__EXTRACTED RECORDS__
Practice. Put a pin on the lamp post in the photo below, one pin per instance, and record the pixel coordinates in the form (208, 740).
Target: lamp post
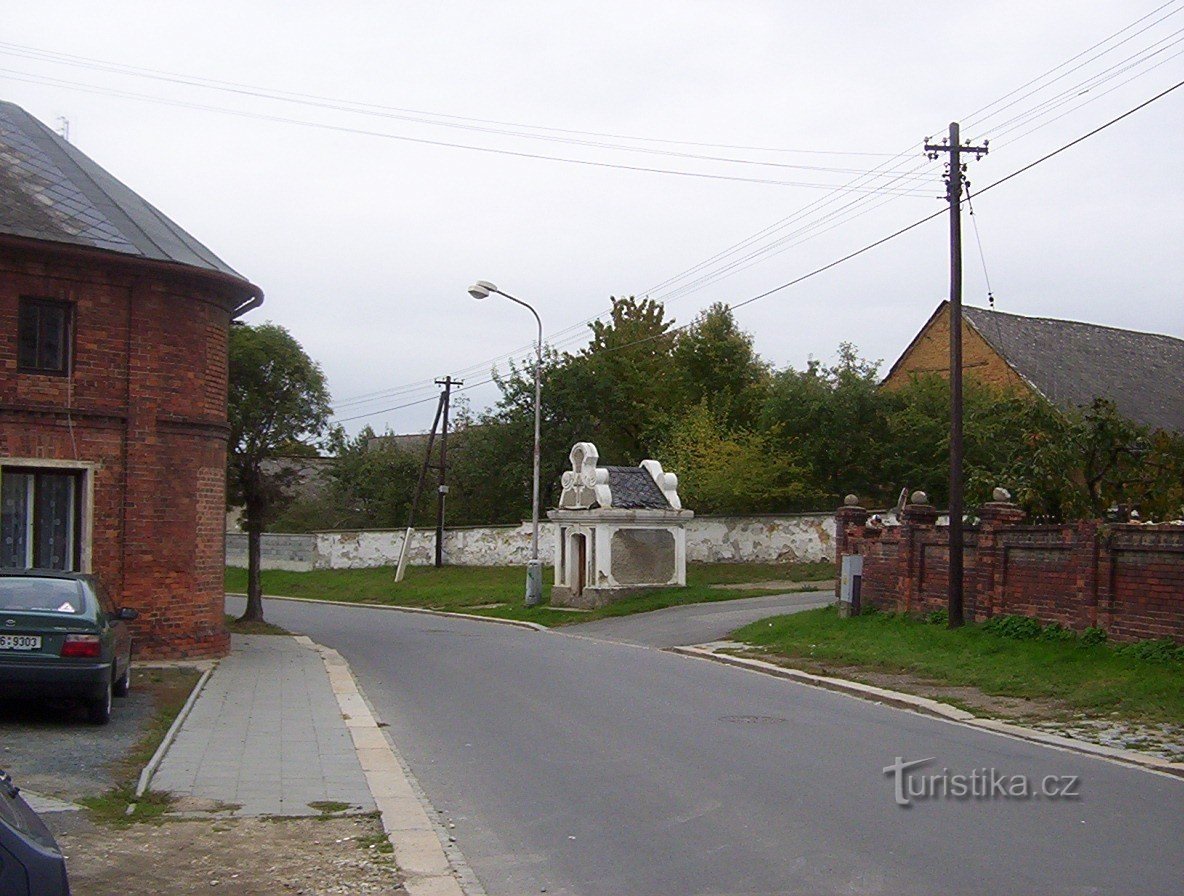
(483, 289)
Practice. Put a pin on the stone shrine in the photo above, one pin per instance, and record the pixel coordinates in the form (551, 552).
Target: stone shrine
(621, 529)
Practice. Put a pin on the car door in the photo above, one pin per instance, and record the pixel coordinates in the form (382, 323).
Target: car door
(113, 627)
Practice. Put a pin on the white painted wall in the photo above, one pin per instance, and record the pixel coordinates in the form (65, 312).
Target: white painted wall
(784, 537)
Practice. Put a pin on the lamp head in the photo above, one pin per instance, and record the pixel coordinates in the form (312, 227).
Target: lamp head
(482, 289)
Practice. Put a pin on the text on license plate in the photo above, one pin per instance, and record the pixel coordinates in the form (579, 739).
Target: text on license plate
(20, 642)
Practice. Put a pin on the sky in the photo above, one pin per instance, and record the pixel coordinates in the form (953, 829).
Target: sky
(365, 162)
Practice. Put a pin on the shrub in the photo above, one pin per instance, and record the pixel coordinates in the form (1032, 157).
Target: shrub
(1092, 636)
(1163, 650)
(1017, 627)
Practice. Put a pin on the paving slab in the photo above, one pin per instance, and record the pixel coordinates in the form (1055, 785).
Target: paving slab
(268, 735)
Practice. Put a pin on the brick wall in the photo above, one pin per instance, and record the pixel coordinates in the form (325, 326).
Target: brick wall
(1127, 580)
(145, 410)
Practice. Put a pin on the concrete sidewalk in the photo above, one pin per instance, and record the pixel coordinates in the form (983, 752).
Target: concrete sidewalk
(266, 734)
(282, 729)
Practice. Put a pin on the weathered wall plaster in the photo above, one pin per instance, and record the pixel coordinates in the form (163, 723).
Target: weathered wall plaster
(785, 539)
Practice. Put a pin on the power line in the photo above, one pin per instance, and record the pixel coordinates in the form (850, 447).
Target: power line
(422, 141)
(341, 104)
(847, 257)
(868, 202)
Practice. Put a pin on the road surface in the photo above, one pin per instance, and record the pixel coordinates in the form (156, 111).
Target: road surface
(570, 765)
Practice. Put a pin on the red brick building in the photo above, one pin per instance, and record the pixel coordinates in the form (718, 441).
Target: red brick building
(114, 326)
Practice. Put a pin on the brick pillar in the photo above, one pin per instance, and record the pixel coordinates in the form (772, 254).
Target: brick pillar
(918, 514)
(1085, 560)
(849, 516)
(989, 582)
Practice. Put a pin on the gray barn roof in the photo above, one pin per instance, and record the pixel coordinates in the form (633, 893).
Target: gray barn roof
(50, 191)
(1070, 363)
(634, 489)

--

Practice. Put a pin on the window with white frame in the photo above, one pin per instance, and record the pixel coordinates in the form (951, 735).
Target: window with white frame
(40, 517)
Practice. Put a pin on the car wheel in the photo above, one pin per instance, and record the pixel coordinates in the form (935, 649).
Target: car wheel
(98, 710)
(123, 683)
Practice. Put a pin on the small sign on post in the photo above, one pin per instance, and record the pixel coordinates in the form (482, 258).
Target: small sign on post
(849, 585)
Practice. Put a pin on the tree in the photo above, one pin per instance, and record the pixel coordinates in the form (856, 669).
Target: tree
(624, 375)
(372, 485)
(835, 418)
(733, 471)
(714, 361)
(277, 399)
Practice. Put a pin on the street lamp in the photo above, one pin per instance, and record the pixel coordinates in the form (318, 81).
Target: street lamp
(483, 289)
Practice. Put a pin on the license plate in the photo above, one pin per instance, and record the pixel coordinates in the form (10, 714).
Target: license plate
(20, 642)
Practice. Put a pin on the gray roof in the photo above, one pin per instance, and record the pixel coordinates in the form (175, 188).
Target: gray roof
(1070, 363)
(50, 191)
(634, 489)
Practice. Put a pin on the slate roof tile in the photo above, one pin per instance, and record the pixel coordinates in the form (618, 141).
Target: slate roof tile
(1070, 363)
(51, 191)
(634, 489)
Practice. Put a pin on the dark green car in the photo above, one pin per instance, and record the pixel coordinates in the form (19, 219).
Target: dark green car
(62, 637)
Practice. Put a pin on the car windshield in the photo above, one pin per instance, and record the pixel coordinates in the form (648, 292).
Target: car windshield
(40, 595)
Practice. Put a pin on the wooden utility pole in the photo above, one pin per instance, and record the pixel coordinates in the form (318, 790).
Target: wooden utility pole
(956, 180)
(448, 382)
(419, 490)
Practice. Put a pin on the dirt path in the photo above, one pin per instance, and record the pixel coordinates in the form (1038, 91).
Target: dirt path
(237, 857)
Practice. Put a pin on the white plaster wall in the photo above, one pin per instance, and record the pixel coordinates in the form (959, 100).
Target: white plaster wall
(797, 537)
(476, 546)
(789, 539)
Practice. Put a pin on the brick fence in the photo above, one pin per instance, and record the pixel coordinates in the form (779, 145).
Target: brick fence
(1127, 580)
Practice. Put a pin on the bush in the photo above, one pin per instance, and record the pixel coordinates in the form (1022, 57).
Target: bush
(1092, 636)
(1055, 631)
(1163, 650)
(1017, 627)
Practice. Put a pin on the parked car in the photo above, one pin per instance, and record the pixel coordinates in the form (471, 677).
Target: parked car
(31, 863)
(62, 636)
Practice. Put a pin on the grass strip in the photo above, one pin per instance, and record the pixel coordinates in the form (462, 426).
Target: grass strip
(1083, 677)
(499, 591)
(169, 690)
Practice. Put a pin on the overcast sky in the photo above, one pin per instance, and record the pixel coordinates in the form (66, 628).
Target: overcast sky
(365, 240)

__WHAT YOU WILL DO__
In the listing above, find the line with "Practice. Put a pin on the text" and the line with "Practice. Put a pin on the concrete"; output exactly those lines and all lines between them.

__SOLUTION FOR THIS PROBLEM__
Practice. Put a pin on the text on license plate in the photo above, one pin per instance, and record the pixel coordinates in the form (579, 739).
Target: text on license plate
(20, 642)
Practice. Put a pin on the sky in the photo above, one pin per instance, and record the pixel coordinates in the form (953, 829).
Target: sky
(365, 162)
Practice. Put a pin on the shrub in the photo above, one pin per instance, and record the pixel coordinates in the form (1032, 157).
Target: shrub
(1092, 636)
(1163, 650)
(1017, 627)
Practice. Put a pin on the paving slab in the photo above, one pin per instance, and record the pixel coordinates in the form (1055, 785).
Target: paving slab
(268, 735)
Practice. Put a pin on the brick wall in the photo above, one pin per instance, and record the pixel coordinates in the form (325, 326).
Target: brick wall
(1127, 580)
(145, 410)
Practice. Put a pin on the concrete sidewalk in the photo above, one pin per instance, and record the pixel coordinates in the form (983, 752).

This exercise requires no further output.